> **SHORT EXERCISE**
Reproduce the data below verbatim, leaving out the images.

________________________________________

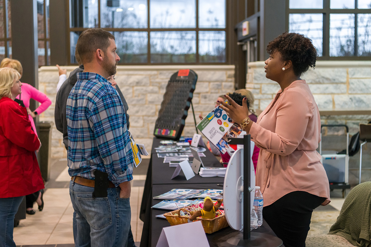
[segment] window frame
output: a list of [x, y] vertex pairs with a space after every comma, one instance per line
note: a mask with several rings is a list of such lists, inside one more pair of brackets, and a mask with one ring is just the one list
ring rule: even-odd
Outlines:
[[[101, 0], [96, 0], [98, 1], [98, 27], [101, 27]], [[227, 20], [230, 19], [230, 13], [231, 11], [230, 9], [231, 7], [231, 2], [232, 1], [229, 0], [225, 0], [226, 4], [225, 9], [225, 26], [224, 28], [200, 28], [198, 27], [198, 1], [199, 0], [194, 0], [196, 2], [196, 24], [195, 28], [150, 28], [150, 0], [147, 0], [147, 28], [103, 28], [104, 30], [108, 31], [145, 31], [147, 33], [147, 61], [146, 63], [121, 63], [121, 64], [125, 64], [129, 65], [174, 65], [174, 63], [152, 63], [151, 61], [151, 43], [150, 43], [151, 36], [150, 32], [151, 31], [196, 31], [196, 61], [193, 63], [184, 62], [182, 63], [177, 63], [176, 64], [182, 65], [226, 65], [232, 64], [231, 56], [230, 54], [232, 49], [230, 46], [230, 39], [229, 37], [231, 35], [233, 35], [234, 30], [231, 29], [227, 23]], [[44, 0], [45, 1], [45, 0]], [[66, 1], [66, 6], [67, 7], [67, 9], [71, 10], [70, 6], [70, 0], [65, 0]], [[70, 51], [70, 33], [72, 31], [82, 31], [84, 30], [88, 29], [87, 28], [83, 27], [70, 27], [70, 11], [66, 11], [66, 41], [67, 46], [67, 64], [68, 65], [78, 65], [76, 63], [71, 63], [71, 54]], [[200, 31], [224, 31], [225, 32], [225, 61], [224, 62], [200, 62], [200, 55], [198, 53], [198, 32]], [[120, 65], [120, 63], [119, 64]]]
[[[290, 9], [289, 0], [286, 1], [286, 30], [289, 30], [289, 20], [290, 14], [322, 14], [323, 15], [323, 27], [322, 29], [322, 56], [319, 57], [318, 60], [369, 60], [370, 56], [358, 56], [358, 14], [371, 14], [371, 9], [357, 9], [358, 1], [354, 0], [354, 9], [330, 9], [330, 0], [323, 0], [323, 9]], [[330, 14], [354, 14], [354, 56], [342, 57], [331, 56], [330, 48]]]
[[[12, 42], [12, 36], [9, 33], [9, 21], [8, 21], [8, 0], [0, 0], [3, 2], [3, 21], [4, 23], [4, 37], [0, 38], [0, 42], [4, 43], [4, 57], [9, 57], [9, 42]], [[9, 10], [9, 11], [10, 11]]]
[[[48, 56], [48, 48], [50, 49], [50, 31], [49, 29], [49, 26], [47, 25], [47, 20], [46, 19], [46, 0], [43, 0], [43, 11], [44, 11], [44, 14], [43, 15], [43, 19], [44, 21], [43, 24], [43, 29], [44, 32], [44, 37], [43, 38], [39, 38], [39, 34], [37, 33], [37, 50], [39, 50], [39, 41], [43, 41], [44, 43], [44, 49], [45, 50], [45, 55], [44, 56], [45, 57], [45, 64], [43, 65], [40, 65], [39, 64], [38, 64], [39, 67], [40, 68], [42, 66], [50, 66], [50, 56]], [[37, 1], [36, 1], [37, 2]], [[36, 3], [37, 4], [37, 3]], [[49, 1], [49, 5], [50, 5], [50, 1]], [[37, 12], [37, 11], [36, 11]], [[50, 11], [49, 10], [48, 10], [48, 13], [50, 14]], [[37, 15], [37, 13], [36, 13], [36, 15]], [[49, 19], [50, 19], [50, 16], [49, 14]], [[37, 21], [37, 20], [36, 20]], [[48, 46], [48, 44], [49, 45]], [[41, 49], [41, 48], [40, 48]], [[37, 59], [38, 62], [38, 57], [39, 56], [42, 56], [40, 55], [37, 54]]]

________________________________________

> **EXERCISE RESULT**
[segment] window frame
output: a list of [x, y] vertex pairs with a space after every comma, one instance per line
note: a mask with several rings is a list of such lists, inside one more pair of brackets, and a mask with one ring is just the one list
ring rule: even-odd
Outlines:
[[[101, 0], [96, 0], [98, 1], [98, 27], [101, 27]], [[227, 20], [230, 19], [230, 13], [231, 11], [230, 9], [231, 7], [231, 2], [232, 1], [229, 0], [225, 0], [226, 4], [225, 9], [225, 26], [224, 28], [200, 28], [198, 27], [198, 1], [199, 0], [194, 0], [196, 2], [196, 24], [195, 28], [150, 28], [150, 0], [147, 0], [147, 28], [103, 28], [104, 30], [108, 31], [145, 31], [147, 33], [147, 61], [146, 63], [121, 63], [121, 64], [125, 64], [129, 65], [174, 65], [174, 63], [152, 63], [151, 61], [151, 43], [150, 43], [151, 36], [150, 32], [151, 31], [196, 31], [196, 61], [193, 63], [184, 62], [182, 63], [177, 63], [176, 64], [182, 65], [226, 65], [232, 64], [231, 56], [230, 54], [232, 49], [230, 46], [230, 39], [229, 37], [231, 35], [233, 35], [234, 30], [231, 29], [227, 23]], [[44, 0], [45, 1], [45, 0]], [[66, 1], [66, 6], [67, 7], [67, 9], [71, 10], [70, 6], [70, 0], [65, 0]], [[70, 51], [70, 33], [72, 31], [82, 31], [84, 30], [88, 29], [87, 28], [83, 27], [70, 27], [70, 11], [66, 11], [66, 41], [67, 46], [67, 64], [68, 65], [78, 65], [76, 63], [71, 63], [71, 54]], [[200, 31], [224, 31], [225, 32], [225, 61], [224, 62], [200, 62], [200, 55], [198, 53], [198, 32]], [[120, 65], [120, 63], [119, 64]]]
[[[290, 9], [289, 0], [286, 1], [286, 30], [289, 30], [289, 20], [290, 14], [322, 14], [323, 15], [323, 27], [322, 29], [322, 56], [319, 57], [318, 60], [369, 60], [370, 56], [358, 56], [358, 14], [371, 14], [371, 9], [357, 9], [358, 1], [354, 0], [354, 9], [330, 9], [330, 0], [323, 0], [323, 9]], [[330, 14], [354, 14], [354, 56], [342, 57], [331, 56], [330, 48]]]
[[[12, 42], [12, 36], [9, 33], [9, 21], [8, 21], [8, 0], [0, 0], [3, 2], [3, 21], [4, 23], [4, 37], [0, 38], [0, 42], [4, 43], [4, 57], [9, 57], [9, 42]], [[9, 10], [9, 11], [10, 11]]]
[[[48, 56], [48, 48], [50, 49], [50, 31], [49, 29], [49, 26], [47, 25], [47, 20], [46, 19], [46, 0], [43, 0], [43, 11], [44, 11], [44, 14], [43, 15], [43, 19], [44, 21], [43, 24], [43, 29], [44, 32], [44, 37], [43, 38], [39, 38], [39, 34], [37, 33], [37, 50], [39, 50], [39, 41], [43, 41], [44, 43], [44, 49], [45, 50], [45, 55], [44, 56], [45, 57], [45, 64], [43, 65], [40, 65], [39, 64], [38, 64], [39, 67], [40, 68], [42, 66], [50, 66], [50, 56]], [[37, 1], [36, 1], [37, 2]], [[36, 3], [37, 4], [37, 3]], [[49, 1], [49, 5], [50, 5], [50, 1]], [[37, 12], [37, 11], [36, 11]], [[50, 11], [49, 10], [48, 10], [48, 13], [50, 14]], [[37, 15], [37, 13], [36, 13], [36, 15]], [[49, 19], [50, 19], [50, 16], [49, 14]], [[37, 21], [37, 20], [36, 20]], [[48, 46], [48, 44], [49, 45]], [[41, 49], [41, 48], [40, 48]], [[37, 59], [38, 62], [38, 57], [39, 56], [42, 56], [40, 55], [37, 54]]]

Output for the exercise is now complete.